8 juillet 1871 : une dépêche télégraphique tombe :
"Circulaire de Mézières.
Préfet à Sous-Préfet et Maires des stations télégraphiques moins Vireux, Fumay et Givet.
Le Commissaire civil allemand, en vertu des pouvoirs qu'il tient de l'état de siège, interdit jusq'à nouvel ordre, le colportage du Moniteur Universel dans le département, pour attaques contre la nation allemande.
Empêcher la circulation de ce journal pour éviter contre les vendeurs ou colporteurs de mesures trop rigoureuses.
Signé : TIRMAN"

12 juillet 1871 : encore une dépêche :
"Circulaire Préfet à Maires des stations télégraphiques moins Fumay, Vireux et Givet.
L'autorité allemande m'informe que l'interdiction réclamée par elle du Moniteur Universel ne devra s'appliquer qu'au Petit Moniteur Universel. Faites-leur l'interdiction en ce qui concerne le premier de ces journaux.

» DONNÉES ENREGISTRÉES
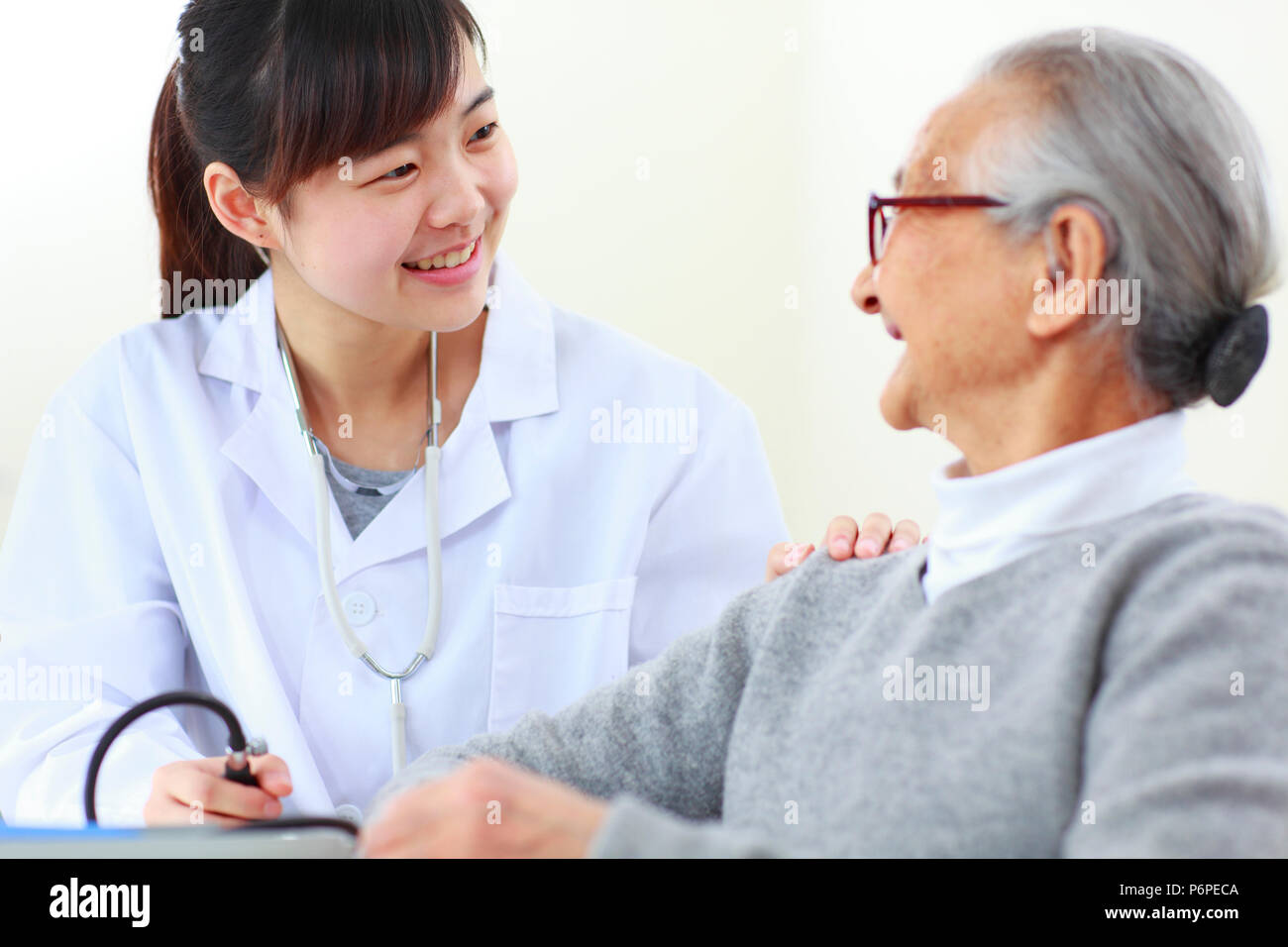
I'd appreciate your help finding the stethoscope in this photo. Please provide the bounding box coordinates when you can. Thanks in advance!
[273,300,443,773]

» LISTE DES TÂCHES
1. Dans le texte sur les dépêches de 1871, pour quel motif le Commissaire civil allemand interdit-il le colportage du Moniteur Universel ?
2. Recopiez, dans le texte sur les dépêches de 1871, le passage qui va de « 8 juillet 1871 » jusqu'à « de ces journaux. ».
Ces données proviennent d'une autre source.

» RÉSULTATS DES TÂCHES
1. Pour attaques contre la nation allemande.

2.
8 juillet 1871 : une dépêche télégraphique tombe :
"Circulaire de Mézières.
Préfet à Sous-Préfet et Maires des stations télégraphiques moins Vireux, Fumay et Givet.
Le Commissaire civil allemand, en vertu des pouvoirs qu'il tient de l'état de siège, interdit jusq'à nouvel ordre, le colportage du Moniteur Universel dans le département, pour attaques contre la nation allemande.
Empêcher la circulation de ce journal pour éviter contre les vendeurs ou colporteurs de mesures trop rigoureuses.
Signé : TIRMAN"

12 juillet 1871 : encore une dépêche :
"Circulaire Préfet à Maires des stations télégraphiques moins Fumay, Vireux et Givet.
L'autorité allemande m'informe que l'interdiction réclamée par elle du Moniteur Universel ne devra s'appliquer qu'au Petit Moniteur Universel. Faites-leur l'interdiction en ce qui concerne le premier de ces journaux.